SUPPLIED INFORMATION.

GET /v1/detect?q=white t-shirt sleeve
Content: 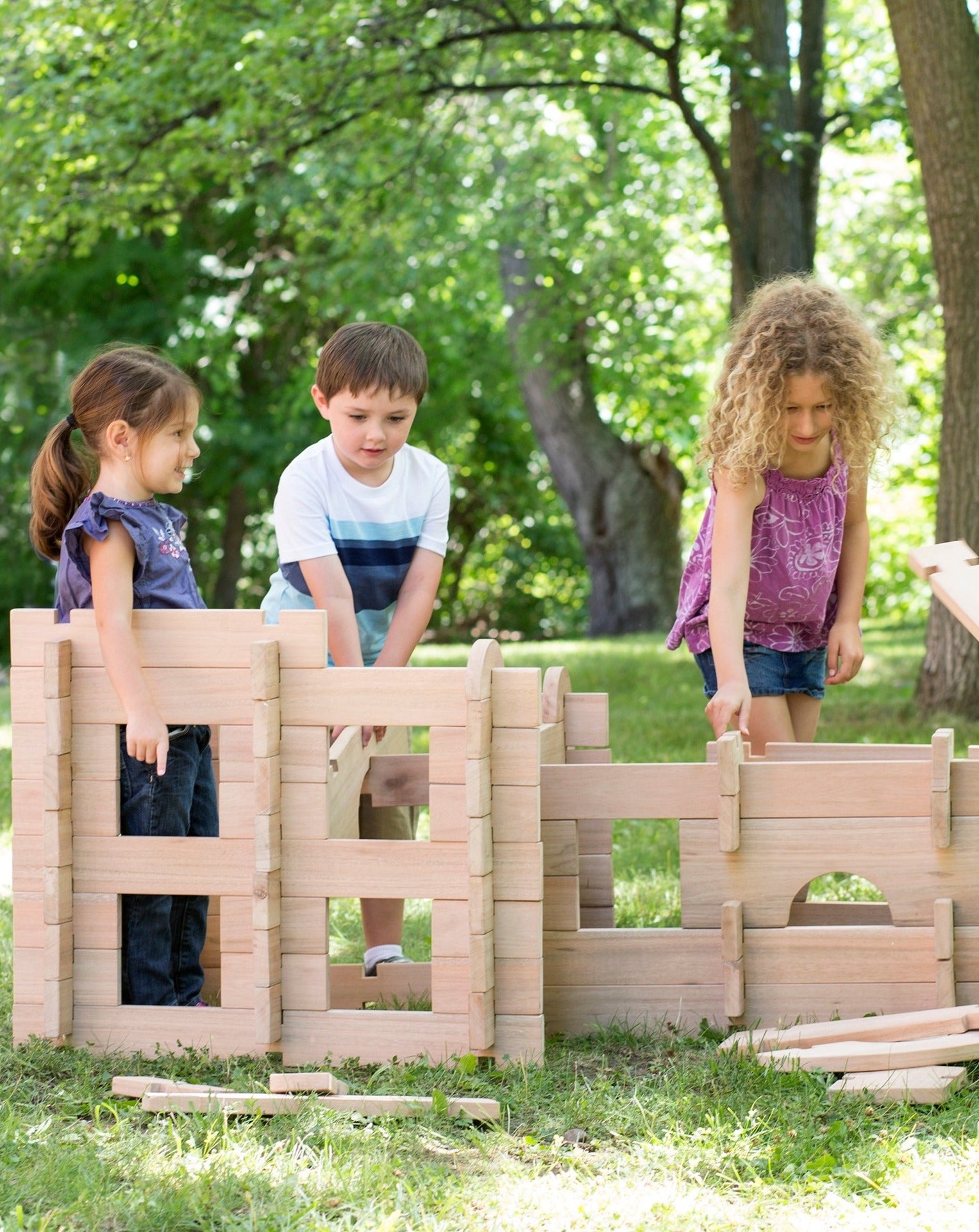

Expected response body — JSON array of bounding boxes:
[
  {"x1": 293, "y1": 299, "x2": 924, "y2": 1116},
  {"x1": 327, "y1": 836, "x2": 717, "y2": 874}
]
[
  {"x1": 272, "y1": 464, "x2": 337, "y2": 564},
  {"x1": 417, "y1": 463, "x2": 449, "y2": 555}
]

* * *

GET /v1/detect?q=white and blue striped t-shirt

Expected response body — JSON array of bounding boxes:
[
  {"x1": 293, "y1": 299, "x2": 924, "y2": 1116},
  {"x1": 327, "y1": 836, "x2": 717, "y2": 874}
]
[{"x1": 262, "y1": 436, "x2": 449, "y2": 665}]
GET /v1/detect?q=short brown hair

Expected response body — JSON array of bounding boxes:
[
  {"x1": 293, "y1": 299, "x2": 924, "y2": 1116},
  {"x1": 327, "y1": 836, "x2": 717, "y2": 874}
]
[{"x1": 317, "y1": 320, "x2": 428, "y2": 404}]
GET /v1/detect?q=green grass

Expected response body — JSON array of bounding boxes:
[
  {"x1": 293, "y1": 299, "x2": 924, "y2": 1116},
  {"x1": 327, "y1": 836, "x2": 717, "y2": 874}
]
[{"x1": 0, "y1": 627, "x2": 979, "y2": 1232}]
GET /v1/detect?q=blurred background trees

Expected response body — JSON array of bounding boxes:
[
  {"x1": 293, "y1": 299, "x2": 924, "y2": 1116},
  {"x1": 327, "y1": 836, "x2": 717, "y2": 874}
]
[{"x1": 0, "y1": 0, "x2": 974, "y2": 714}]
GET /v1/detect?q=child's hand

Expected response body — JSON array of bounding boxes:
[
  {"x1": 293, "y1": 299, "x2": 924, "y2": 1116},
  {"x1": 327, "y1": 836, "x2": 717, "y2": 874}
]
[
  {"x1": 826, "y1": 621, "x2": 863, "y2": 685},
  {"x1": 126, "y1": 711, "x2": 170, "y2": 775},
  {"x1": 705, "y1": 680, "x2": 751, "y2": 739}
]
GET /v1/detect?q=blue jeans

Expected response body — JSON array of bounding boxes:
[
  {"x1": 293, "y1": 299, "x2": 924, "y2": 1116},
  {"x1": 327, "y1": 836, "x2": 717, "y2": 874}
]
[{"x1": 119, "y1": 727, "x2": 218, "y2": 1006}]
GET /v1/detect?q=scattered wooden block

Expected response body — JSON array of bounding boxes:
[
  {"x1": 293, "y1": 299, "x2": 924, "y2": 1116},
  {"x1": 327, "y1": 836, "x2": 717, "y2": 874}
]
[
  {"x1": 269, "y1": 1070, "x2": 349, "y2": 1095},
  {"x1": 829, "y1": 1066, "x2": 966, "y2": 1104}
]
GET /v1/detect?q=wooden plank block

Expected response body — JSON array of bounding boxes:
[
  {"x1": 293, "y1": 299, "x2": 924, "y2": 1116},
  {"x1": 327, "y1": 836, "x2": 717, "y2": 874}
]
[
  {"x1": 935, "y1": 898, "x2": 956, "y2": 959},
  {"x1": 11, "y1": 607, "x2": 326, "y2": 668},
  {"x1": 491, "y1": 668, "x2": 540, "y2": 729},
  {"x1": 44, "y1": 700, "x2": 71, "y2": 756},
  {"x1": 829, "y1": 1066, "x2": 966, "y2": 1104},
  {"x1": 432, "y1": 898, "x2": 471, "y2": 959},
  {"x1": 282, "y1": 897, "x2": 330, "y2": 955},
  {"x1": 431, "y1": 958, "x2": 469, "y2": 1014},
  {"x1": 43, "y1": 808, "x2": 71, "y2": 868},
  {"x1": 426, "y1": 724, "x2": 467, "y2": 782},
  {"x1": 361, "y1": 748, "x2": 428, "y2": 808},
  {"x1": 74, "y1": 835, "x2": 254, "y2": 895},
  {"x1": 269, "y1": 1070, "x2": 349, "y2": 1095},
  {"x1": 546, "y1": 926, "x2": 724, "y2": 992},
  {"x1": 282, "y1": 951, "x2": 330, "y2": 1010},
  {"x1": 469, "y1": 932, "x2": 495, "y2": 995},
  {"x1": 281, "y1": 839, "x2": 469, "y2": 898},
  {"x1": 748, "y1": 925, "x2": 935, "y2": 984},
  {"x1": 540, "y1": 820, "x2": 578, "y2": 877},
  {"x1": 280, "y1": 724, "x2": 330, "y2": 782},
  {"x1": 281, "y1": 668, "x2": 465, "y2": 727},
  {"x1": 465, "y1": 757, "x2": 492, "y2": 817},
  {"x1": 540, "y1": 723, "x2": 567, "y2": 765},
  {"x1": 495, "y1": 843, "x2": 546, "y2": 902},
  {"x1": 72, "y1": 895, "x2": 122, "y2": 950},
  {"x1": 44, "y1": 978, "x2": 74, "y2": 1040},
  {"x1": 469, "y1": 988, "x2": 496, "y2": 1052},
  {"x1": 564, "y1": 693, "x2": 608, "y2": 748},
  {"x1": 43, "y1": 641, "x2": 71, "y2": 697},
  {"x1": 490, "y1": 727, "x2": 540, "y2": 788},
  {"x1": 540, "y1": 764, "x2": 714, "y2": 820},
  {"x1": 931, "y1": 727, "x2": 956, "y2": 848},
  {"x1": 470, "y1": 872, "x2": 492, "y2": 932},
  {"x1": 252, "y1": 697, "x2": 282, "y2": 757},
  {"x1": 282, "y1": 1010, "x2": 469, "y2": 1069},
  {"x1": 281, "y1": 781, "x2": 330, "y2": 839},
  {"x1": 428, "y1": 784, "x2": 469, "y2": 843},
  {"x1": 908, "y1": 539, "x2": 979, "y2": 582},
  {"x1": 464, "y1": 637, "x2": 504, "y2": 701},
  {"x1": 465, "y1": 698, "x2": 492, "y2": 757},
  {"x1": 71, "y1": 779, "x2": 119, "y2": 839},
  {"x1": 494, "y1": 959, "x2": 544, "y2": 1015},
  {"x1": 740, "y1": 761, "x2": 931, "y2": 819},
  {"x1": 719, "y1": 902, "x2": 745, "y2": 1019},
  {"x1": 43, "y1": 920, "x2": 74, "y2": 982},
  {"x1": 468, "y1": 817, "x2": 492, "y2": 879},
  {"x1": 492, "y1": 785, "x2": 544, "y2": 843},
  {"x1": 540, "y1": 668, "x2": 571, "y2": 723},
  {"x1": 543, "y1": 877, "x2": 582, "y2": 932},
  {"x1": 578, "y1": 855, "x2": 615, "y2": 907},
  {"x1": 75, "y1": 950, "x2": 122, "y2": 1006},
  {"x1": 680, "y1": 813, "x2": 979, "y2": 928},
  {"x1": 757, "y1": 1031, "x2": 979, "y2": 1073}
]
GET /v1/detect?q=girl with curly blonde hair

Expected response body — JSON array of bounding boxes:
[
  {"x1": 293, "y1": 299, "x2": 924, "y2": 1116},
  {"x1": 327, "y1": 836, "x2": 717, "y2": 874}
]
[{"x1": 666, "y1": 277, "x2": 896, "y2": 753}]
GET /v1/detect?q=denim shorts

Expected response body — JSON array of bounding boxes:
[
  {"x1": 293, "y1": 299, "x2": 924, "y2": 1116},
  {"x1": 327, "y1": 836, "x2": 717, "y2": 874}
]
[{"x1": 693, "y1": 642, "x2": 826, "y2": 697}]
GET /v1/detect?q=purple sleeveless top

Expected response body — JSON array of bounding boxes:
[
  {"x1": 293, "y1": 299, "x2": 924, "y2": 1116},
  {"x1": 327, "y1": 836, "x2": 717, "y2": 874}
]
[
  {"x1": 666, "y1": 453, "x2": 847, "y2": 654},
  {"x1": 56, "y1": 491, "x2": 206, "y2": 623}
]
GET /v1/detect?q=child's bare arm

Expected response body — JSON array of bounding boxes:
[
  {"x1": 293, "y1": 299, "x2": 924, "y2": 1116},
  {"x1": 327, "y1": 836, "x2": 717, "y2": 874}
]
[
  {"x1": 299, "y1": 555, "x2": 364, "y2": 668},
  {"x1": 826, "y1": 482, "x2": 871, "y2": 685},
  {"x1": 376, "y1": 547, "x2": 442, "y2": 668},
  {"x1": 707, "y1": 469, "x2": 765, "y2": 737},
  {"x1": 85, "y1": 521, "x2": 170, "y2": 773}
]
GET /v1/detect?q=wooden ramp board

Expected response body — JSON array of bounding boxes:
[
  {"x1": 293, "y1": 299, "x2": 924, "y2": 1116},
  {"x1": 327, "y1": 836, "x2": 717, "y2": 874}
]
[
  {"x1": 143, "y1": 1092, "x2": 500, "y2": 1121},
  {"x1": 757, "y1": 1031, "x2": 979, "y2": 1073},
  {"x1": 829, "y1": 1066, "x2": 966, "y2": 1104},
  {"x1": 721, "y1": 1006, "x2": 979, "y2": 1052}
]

WHAT NEEDS TO BE DONE.
Identify and copy each line of the listing that contains the word "hair".

EXERCISE SOLUTION.
GET /v1/detect?q=short brown hair
GET /v1/detect?q=girl with curly blonde hair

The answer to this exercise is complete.